→ **Extract to read**:
*** Block opens ***

Attack Types Reference¶

HiveTraceRed includes 80+ attack implementations organised into two sub-packages: single_turn/ (one attack prompt per invocation, including PAIR/TAP) and multi_turn/ (multi-message conversations with the target, currently just Crescendo). This section provides detailed information about each attack type.

Multi-Turn Attacks¶

Conversational attacks that drive a persistent multi-message dialogue with the target model within a single invocation:

Crescendo (arXiv:2404.01833)

A graduated multi-turn jailbreak attack that escalates a harmful request across conversation turns. An attacker LLM guides the target incrementally toward producing harmful content, with refusal-driven backtracking and per-turn success checking via two separate judges.

For detailed information, see Crescendo Attack.

Single-Turn Attack Categories Overview¶

Roleplay Attacks¶

Attacks that use persona or roleplay techniques to bypass safety measures. Examples include DAN (Do Anything Now), AIM (Always Intelligent and Machiavellian), Evil Confidant, and other persona-based jailbreaks.

*** Block closes ***

→ **Work instruction 1**: In the attack types reference, reproduce word for word everything from "HiveTraceRed includes 80+" down to "see Crescendo Attack.".
→ **Work instruction 2**: Condense the paragraph of the attack types reference that begins "HiveTraceRed includes 80+ attack implementations" into a short bulleted list that keeps its main facts.
→ **Work instruction 3**: Extend the attack types reference, picking up right after its last sentence.

→ **Phrase grounding data**:
*** Block opens ***

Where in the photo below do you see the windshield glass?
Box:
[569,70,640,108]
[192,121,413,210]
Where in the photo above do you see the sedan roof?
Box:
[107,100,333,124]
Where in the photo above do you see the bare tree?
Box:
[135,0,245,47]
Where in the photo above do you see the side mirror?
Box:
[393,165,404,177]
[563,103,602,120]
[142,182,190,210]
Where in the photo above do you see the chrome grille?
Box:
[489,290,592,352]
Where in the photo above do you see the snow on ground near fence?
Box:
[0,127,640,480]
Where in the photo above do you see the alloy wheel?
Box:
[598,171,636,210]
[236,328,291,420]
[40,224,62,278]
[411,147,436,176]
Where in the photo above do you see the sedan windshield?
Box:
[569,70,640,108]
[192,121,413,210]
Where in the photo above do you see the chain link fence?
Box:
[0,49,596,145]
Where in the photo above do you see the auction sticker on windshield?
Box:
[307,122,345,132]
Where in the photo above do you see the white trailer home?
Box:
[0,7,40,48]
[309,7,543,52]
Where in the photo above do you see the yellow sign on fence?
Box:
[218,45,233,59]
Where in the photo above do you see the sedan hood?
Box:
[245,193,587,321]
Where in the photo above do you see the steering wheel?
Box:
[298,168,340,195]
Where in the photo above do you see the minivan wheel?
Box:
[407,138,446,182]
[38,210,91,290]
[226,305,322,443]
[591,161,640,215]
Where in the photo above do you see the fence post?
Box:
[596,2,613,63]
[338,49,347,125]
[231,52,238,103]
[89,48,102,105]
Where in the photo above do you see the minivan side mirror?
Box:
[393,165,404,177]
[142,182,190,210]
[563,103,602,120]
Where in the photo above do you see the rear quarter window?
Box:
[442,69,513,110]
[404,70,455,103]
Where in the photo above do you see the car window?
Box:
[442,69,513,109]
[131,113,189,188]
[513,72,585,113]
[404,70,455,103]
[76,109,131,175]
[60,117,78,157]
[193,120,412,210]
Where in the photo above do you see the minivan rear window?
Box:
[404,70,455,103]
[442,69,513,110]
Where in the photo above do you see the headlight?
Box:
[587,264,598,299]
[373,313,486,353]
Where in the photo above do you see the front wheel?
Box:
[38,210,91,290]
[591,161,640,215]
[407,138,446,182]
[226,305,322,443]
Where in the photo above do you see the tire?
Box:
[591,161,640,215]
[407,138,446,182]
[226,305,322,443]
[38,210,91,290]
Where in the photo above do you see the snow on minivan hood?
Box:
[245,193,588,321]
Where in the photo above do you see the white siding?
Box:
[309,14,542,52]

*** Block closes ***

→ **Answer box 1**:
HiveTraceRed includes 80+ attack implementations organised into two sub-packages: single_turn/ (one attack prompt per invocation, including PAIR/TAP) and multi_turn/ (multi-message conversations with the target, currently just Crescendo). This section provides detailed information about each attack type.

Multi-Turn Attacks¶

Conversational attacks that drive a persistent multi-message dialogue with the target model within a single invocation:

Crescendo (arXiv:2404.01833)

A graduated multi-turn jailbreak attack that escalates a harmful request across conversation turns. An attacker LLM guides the target incrementally toward producing harmful content, with refusal-driven backtracking and per-turn success checking via two separate judges.

For detailed information, see Crescendo Attack.

→ **Answer box 2**:
- HiveTraceRed has more than 80 attack implementations.
- They are split into two sub-packages:
  - single_turn/: one attack prompt per invocation, including PAIR/TAP.
  - multi_turn/: multi-message conversations with the target, currently only Crescendo.
- The section gives detailed information on each attack type.

→ **Answer box 3**:
Persuasion Attacks¶

Attacks using persuasive techniques and social engineering.

Authority persuasion
Emotional appeal
Urgency-based persuasion
40+ persuasion variations

Token Smuggling¶

Attacks that use encoding, obfuscation, or special characters to hide malicious intent.

Base64 encoding
ROT13 encoding
Special character insertion
Unicode manipulation
Payload splitting

Context Switching¶

Attacks that switch conversation context to confuse the model.

Language switching
Topic switching
Format switching
Role switching

In-Context Learning¶

Attacks using few-shot examples to teach undesired behavior.

Few-shot jailbreaking
Example-based attacks
Pattern completion

Task Deflection¶

Attacks that reframe harmful requests as legitimate tasks.

Code generation requests
Educational framing
Research framing
Translation requests

Text Structure Modification¶

Attacks that modify text structure to bypass detection.

Character substitution
Word insertion
Sentence fragmentation
Formatting manipulation

Output Formatting¶

Attacks that request specific output formats to bypass safety.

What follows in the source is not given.